**YOUR OBJECTIVE**. From the rows below, keep only the lines that contain the word "white", and copy each of those lines. The match is case-sensitive.

--- BEGIN ---

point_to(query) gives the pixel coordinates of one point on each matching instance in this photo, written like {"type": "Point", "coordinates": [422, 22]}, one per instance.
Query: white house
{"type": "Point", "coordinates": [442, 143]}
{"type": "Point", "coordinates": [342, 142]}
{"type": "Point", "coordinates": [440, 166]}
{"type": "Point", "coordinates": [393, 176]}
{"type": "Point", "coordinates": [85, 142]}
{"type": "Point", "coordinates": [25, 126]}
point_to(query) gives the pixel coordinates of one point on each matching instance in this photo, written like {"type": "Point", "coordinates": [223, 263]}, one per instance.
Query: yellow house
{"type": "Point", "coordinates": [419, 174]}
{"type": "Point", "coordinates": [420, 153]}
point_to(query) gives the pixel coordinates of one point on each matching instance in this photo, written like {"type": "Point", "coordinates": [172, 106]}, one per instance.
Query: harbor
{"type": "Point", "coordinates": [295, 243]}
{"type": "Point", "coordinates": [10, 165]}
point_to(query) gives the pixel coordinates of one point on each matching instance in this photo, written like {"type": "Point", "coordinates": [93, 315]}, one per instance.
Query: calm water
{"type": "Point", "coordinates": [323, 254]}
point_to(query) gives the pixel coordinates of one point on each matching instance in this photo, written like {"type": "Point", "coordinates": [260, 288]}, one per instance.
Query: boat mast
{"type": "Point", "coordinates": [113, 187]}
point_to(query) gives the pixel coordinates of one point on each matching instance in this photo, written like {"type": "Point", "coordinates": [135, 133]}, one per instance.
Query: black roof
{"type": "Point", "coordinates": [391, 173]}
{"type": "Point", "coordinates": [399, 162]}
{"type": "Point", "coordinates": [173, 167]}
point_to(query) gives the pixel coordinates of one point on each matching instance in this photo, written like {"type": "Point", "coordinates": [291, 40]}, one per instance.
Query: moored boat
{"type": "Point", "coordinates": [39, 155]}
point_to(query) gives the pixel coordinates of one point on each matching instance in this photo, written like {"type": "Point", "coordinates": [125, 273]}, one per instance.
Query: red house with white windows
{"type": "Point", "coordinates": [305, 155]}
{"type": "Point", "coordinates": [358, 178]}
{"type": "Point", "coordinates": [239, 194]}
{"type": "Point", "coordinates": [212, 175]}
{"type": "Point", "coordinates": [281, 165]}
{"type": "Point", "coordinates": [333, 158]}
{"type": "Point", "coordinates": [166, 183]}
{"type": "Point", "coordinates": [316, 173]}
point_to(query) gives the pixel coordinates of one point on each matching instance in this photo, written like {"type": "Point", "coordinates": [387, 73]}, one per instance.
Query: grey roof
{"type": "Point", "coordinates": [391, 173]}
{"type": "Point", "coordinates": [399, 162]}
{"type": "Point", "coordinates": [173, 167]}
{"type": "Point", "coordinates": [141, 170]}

--- END ---

**TASK ANSWER**.
Query: white house
Query: red house with white windows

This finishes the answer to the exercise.